### DATASET
════════════════

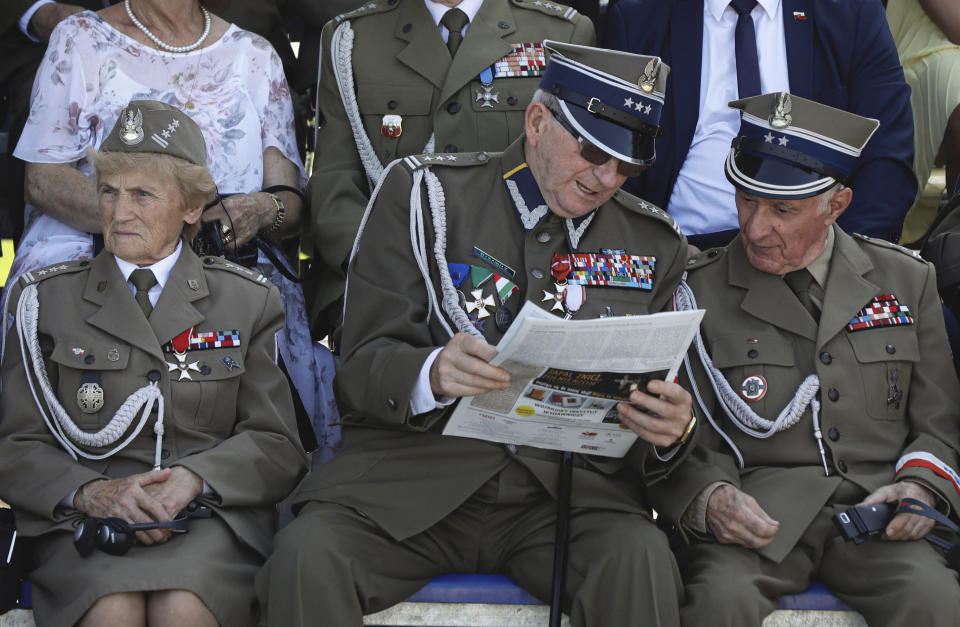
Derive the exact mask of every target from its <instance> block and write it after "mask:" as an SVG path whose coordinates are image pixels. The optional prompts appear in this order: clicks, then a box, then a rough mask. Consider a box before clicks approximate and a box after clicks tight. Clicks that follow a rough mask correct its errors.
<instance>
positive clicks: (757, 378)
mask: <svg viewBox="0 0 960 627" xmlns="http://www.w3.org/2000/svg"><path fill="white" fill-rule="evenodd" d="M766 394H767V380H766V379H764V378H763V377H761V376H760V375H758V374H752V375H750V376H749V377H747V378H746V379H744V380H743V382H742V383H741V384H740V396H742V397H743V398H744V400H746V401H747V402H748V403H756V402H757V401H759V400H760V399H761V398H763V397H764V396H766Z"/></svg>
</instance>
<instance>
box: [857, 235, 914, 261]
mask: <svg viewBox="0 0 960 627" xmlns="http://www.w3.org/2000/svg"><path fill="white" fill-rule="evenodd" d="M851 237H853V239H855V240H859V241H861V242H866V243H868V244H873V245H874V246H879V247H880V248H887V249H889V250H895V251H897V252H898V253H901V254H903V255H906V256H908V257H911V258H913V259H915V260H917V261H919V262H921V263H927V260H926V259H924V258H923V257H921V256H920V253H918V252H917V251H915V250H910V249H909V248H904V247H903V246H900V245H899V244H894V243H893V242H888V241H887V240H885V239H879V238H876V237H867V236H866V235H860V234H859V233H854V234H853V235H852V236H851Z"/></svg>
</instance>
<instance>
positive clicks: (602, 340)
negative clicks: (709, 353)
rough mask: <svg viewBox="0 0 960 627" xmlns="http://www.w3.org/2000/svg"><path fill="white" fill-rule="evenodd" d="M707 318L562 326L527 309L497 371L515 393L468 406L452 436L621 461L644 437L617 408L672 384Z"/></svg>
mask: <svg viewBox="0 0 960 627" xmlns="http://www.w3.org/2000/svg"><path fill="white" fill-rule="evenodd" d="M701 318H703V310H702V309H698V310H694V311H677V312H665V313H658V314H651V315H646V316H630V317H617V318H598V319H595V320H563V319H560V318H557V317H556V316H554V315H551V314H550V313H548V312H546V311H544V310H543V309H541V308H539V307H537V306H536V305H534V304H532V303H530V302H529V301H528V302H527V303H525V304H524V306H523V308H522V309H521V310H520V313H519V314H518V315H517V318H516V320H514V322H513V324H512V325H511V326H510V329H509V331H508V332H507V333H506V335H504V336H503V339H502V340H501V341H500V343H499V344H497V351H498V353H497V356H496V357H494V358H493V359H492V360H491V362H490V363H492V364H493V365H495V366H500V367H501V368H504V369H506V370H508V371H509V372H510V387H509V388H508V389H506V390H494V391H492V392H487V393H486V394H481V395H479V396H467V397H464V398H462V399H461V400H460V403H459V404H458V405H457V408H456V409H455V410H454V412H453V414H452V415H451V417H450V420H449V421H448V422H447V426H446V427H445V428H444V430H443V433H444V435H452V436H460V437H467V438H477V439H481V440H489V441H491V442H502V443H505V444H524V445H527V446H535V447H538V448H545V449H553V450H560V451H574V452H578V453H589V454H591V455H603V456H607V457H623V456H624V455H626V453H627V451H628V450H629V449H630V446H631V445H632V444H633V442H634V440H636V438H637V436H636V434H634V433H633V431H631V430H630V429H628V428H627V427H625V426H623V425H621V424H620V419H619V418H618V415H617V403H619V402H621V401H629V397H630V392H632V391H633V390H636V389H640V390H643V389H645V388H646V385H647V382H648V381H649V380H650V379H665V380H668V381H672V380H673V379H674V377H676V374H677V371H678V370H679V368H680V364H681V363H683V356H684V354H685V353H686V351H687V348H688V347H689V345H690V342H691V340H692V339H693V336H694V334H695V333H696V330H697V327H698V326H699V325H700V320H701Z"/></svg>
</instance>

════════════════

### ACTIVITY
Looking at the entries above, can you reproduce exactly the lines from the one that holds "positive clicks: (602, 340)" through the one that holds "negative clicks: (709, 353)", and only those?

### TASK RESPONSE
positive clicks: (602, 340)
negative clicks: (709, 353)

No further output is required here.